## begin Data provided

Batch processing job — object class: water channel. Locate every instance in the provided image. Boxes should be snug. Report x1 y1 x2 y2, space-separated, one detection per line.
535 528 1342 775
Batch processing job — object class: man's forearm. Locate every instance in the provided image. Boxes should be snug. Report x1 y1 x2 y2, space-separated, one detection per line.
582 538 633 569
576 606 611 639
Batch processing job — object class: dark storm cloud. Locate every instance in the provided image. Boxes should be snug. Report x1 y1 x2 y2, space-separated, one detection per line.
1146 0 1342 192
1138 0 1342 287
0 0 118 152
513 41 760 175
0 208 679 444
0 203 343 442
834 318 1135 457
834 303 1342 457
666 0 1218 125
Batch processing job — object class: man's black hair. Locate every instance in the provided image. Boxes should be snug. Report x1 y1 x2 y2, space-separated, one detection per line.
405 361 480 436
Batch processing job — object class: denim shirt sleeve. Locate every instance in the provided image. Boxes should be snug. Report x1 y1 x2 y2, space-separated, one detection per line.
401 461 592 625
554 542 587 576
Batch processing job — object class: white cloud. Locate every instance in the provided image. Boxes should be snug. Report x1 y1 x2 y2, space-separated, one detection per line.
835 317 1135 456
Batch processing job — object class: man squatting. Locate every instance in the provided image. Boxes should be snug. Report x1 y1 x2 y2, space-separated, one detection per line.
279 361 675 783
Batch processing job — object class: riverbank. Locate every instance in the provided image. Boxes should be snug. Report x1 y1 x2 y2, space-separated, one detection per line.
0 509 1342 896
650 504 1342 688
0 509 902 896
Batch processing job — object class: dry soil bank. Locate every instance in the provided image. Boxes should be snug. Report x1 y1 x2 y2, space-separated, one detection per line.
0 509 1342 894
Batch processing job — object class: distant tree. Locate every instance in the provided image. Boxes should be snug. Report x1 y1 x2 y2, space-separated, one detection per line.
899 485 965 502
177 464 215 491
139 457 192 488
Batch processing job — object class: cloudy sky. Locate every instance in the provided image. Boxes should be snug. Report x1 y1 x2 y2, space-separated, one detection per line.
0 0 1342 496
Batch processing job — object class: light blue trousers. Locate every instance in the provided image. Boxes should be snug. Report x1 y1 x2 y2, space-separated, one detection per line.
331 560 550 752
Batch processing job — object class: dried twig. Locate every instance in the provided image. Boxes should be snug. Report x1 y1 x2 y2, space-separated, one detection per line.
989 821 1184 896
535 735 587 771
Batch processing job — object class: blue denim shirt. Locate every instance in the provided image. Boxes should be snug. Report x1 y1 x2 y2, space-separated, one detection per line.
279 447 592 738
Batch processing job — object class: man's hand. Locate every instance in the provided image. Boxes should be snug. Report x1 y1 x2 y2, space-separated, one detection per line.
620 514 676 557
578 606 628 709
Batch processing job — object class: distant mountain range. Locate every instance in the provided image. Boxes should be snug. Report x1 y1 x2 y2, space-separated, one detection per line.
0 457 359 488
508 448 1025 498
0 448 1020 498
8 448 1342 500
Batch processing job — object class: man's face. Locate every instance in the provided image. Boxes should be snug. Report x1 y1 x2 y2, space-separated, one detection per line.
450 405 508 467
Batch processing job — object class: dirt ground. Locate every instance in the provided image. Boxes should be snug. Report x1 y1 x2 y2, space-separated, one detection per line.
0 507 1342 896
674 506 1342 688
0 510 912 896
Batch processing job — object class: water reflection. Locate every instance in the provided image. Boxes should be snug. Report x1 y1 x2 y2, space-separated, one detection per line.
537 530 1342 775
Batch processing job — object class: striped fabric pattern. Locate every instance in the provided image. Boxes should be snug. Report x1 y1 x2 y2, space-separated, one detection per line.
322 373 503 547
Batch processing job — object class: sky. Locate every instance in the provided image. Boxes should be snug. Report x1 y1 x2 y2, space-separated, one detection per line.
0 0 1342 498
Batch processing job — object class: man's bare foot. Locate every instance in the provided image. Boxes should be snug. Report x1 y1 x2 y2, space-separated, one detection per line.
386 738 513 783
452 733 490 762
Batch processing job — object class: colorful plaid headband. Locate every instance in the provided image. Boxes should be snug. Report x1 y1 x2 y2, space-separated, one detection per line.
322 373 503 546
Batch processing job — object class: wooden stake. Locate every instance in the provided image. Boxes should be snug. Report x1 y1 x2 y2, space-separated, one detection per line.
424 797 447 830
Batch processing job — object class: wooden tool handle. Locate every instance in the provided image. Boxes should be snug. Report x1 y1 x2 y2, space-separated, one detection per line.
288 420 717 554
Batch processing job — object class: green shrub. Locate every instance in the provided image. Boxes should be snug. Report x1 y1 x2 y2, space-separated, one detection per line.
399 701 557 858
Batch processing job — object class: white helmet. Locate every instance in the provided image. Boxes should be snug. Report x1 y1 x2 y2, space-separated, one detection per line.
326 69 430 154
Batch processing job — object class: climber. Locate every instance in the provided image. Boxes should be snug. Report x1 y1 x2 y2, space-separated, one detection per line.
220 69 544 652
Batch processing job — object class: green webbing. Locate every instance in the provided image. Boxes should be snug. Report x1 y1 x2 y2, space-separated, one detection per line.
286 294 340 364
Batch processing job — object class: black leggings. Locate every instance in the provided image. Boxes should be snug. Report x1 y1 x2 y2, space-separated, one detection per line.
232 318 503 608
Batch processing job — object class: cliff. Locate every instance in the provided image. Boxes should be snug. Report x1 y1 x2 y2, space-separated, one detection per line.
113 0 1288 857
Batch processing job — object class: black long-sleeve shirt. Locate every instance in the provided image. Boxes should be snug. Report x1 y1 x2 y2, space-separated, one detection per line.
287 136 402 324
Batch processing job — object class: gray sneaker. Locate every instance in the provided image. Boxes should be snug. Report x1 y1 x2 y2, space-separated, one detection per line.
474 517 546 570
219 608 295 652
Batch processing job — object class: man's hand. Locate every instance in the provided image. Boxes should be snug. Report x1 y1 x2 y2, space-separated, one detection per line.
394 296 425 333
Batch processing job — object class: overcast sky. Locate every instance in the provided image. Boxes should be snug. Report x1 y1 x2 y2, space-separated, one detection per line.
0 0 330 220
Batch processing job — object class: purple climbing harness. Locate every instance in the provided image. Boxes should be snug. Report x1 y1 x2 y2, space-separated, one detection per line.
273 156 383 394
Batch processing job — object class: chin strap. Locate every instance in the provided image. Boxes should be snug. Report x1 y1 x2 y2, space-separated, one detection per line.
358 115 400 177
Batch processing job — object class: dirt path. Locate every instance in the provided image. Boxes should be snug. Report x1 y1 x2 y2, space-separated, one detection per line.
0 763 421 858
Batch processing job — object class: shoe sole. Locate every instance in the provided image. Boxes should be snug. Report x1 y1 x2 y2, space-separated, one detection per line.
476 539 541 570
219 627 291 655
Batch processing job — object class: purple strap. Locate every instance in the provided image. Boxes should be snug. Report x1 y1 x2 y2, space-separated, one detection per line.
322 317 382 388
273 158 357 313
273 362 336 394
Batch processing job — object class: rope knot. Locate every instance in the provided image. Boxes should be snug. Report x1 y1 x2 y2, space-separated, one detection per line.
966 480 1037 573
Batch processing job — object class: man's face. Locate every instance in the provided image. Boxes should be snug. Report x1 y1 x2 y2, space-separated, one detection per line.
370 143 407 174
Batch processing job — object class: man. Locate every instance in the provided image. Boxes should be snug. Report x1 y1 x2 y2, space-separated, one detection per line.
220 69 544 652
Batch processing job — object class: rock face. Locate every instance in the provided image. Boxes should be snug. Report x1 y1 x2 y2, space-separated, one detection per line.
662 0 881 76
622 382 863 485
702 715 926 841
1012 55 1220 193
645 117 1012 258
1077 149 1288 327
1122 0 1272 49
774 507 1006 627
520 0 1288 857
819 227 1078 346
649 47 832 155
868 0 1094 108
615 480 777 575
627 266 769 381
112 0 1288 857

## end Data provided

Exercise prompt
Count the lines in the material above that contain the word "distant" and reply with the number alone.

Worked solution
2